Problem description:
If a line in the data has the string "photograph", please show it.

Natural language region descriptions
+++

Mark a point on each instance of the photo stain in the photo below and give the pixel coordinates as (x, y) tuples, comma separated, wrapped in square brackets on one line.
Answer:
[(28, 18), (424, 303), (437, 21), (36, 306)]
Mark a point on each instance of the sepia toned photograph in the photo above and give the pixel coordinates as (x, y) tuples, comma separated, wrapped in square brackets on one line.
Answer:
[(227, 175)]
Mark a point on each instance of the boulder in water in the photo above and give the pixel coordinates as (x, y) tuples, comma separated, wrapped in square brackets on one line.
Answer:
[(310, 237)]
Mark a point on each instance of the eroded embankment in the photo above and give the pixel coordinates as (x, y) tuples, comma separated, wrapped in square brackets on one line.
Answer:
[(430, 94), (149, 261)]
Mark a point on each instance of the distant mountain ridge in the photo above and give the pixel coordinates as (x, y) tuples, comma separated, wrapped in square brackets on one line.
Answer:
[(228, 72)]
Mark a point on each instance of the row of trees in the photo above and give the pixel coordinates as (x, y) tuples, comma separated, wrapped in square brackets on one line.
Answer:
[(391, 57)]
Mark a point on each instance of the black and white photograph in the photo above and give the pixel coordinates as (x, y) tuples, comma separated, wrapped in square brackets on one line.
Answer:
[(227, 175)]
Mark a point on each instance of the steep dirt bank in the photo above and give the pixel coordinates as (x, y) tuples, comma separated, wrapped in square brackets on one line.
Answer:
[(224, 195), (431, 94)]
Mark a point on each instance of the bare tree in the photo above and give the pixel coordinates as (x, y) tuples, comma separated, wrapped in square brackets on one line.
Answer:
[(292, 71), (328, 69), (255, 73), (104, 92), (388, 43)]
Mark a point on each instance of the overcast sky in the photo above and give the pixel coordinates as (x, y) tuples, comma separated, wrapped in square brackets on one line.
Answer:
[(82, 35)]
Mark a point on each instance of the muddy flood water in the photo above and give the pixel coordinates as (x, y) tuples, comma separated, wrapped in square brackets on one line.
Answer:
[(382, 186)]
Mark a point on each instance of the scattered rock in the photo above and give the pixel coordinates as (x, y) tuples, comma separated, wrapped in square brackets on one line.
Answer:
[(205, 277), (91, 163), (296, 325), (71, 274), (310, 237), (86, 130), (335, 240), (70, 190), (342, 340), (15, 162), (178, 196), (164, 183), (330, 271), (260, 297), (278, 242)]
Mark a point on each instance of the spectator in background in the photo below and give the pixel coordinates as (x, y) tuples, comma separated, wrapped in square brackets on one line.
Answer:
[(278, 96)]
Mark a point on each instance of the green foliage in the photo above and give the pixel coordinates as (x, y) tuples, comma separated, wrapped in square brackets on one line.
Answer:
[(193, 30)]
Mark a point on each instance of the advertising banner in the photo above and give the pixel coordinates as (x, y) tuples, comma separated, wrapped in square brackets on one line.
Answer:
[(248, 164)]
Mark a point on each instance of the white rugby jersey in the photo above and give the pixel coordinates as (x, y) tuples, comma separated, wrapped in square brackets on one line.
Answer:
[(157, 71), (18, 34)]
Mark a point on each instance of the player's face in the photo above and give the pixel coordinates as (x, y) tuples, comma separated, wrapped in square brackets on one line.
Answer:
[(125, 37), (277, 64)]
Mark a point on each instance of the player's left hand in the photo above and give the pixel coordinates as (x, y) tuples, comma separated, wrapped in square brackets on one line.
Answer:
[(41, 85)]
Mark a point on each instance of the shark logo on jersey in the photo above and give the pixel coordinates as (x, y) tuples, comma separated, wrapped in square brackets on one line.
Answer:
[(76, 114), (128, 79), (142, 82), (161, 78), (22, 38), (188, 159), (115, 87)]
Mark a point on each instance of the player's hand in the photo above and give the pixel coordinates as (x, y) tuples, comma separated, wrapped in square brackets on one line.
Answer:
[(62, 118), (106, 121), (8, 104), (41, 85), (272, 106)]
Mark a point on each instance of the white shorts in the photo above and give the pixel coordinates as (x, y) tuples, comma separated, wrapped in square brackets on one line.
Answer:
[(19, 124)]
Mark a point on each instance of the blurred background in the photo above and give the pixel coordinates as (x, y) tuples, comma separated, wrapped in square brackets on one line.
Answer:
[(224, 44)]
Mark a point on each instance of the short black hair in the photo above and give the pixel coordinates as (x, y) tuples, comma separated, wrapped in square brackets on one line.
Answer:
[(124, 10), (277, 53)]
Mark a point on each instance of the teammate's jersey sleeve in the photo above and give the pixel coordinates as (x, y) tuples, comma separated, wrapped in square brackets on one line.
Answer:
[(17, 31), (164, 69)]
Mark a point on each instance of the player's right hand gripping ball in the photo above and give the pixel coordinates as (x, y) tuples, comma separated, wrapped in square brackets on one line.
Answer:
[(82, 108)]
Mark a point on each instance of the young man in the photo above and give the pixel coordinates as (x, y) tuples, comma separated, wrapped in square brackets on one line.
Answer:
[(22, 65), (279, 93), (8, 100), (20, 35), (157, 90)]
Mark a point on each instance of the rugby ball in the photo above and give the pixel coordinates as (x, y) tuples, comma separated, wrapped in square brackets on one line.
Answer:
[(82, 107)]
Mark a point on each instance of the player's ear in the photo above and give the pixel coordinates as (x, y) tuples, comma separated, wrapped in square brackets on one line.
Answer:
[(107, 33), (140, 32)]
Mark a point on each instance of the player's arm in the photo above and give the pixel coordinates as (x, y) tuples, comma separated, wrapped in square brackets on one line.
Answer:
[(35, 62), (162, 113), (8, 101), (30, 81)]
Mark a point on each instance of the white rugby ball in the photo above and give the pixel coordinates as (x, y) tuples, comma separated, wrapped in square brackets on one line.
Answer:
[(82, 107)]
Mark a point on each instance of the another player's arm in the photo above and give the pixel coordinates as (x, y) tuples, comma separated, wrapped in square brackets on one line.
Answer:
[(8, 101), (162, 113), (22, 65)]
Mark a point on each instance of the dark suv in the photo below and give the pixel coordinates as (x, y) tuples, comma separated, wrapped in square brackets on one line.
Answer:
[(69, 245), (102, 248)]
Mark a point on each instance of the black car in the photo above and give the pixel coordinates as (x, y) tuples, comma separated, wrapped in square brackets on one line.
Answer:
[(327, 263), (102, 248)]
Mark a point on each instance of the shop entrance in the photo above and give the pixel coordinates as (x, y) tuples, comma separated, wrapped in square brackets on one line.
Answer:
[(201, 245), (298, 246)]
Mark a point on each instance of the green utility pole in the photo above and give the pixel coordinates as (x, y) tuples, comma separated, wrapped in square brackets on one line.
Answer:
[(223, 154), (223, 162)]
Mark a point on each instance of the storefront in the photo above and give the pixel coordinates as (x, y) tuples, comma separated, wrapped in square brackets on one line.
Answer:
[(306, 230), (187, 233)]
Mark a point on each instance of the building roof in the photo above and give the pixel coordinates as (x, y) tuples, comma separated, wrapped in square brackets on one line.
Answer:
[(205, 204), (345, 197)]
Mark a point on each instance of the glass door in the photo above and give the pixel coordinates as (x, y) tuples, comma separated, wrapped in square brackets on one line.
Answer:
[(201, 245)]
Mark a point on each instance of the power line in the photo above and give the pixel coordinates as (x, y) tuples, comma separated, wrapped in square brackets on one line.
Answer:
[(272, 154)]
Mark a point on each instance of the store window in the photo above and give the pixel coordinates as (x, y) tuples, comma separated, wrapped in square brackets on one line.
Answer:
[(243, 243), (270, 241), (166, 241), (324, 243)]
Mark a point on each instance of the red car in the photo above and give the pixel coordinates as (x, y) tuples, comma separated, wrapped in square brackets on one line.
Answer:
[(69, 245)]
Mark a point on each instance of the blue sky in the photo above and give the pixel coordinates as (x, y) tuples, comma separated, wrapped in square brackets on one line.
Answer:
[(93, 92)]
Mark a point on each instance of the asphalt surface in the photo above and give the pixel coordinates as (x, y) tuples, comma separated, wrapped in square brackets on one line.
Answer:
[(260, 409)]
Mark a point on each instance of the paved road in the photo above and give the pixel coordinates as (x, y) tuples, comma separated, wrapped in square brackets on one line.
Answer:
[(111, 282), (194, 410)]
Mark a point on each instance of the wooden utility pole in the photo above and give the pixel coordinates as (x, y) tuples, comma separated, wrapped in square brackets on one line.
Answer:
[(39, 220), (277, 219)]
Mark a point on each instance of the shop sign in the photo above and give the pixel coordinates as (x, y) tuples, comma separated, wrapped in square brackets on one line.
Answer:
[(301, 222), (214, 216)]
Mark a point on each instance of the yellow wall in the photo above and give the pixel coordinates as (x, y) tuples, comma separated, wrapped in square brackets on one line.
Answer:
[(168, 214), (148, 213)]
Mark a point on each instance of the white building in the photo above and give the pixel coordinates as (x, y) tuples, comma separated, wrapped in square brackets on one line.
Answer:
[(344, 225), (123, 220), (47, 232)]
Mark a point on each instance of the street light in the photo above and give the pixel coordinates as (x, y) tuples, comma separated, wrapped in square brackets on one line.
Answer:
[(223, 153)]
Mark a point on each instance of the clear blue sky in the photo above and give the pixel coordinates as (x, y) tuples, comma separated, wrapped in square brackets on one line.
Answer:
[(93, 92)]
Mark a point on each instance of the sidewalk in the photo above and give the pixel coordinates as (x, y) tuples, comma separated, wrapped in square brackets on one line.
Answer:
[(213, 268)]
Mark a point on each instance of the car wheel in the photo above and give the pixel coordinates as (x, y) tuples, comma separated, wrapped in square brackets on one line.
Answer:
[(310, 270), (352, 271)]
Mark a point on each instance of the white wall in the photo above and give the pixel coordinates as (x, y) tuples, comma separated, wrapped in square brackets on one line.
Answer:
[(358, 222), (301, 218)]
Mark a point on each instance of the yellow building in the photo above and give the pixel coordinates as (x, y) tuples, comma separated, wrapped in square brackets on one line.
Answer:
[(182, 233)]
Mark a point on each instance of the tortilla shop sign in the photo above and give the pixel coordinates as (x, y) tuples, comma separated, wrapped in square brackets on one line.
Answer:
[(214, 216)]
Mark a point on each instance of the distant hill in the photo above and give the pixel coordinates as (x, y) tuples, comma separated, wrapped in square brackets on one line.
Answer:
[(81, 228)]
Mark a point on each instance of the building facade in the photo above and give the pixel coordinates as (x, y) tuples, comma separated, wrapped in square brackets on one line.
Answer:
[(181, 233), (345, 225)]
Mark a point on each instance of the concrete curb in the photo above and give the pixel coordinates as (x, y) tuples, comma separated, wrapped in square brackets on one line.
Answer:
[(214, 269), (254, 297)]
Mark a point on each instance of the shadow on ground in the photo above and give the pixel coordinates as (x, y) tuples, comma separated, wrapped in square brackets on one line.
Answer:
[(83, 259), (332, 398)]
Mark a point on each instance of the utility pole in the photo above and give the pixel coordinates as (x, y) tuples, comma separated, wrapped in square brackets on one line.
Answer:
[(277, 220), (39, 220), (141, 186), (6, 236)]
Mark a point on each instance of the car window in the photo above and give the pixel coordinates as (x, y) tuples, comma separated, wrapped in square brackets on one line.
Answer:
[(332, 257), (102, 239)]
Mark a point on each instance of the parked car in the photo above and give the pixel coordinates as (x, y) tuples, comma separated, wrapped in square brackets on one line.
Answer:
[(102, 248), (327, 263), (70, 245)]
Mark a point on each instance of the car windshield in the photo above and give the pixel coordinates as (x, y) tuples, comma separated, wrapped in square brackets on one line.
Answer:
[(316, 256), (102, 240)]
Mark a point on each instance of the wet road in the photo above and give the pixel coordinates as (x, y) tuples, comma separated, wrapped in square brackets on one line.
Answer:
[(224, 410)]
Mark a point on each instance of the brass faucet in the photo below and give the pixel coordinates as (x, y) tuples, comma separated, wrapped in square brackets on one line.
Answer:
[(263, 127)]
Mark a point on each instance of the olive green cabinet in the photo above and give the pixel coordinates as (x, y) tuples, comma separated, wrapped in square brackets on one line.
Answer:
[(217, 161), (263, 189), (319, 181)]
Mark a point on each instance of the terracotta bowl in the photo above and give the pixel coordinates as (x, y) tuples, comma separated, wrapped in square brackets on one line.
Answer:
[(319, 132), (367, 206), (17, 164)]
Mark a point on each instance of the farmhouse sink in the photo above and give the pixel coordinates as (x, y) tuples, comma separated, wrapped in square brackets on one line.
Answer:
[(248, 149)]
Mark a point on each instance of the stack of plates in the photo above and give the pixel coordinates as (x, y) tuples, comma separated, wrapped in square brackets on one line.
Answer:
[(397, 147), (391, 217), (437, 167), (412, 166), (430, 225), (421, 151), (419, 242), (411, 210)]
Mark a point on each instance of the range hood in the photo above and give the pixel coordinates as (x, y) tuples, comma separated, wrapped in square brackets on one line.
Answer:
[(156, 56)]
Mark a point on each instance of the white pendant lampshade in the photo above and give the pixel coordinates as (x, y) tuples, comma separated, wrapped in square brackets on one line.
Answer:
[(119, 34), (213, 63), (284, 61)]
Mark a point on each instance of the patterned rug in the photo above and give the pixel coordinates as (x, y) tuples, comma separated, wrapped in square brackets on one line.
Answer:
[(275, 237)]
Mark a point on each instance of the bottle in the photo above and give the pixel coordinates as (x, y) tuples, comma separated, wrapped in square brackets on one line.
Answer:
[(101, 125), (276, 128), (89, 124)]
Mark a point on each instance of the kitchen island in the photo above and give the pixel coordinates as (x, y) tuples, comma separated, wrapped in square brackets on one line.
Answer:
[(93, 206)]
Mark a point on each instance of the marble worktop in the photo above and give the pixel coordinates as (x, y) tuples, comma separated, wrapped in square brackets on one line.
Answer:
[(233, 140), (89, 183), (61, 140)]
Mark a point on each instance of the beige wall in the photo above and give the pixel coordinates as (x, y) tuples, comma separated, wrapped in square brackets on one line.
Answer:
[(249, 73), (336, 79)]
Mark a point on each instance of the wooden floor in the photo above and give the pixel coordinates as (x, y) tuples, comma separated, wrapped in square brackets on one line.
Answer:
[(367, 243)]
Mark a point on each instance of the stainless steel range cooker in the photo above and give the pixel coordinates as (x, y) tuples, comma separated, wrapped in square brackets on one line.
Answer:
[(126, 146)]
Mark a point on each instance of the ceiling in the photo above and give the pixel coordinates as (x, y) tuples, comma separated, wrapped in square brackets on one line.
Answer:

+++

Result of this task:
Mark a point on each instance of the sepia toned photograph in the photo above and give the pixel coordinates as (x, y) tuples, comma separated, wrapped in square brackets on one line.
Mark a point on each instance of the black and white photograph in the photo above and give the pixel coordinates as (x, y) tuples, comma separated, wrapped in square brackets on one line.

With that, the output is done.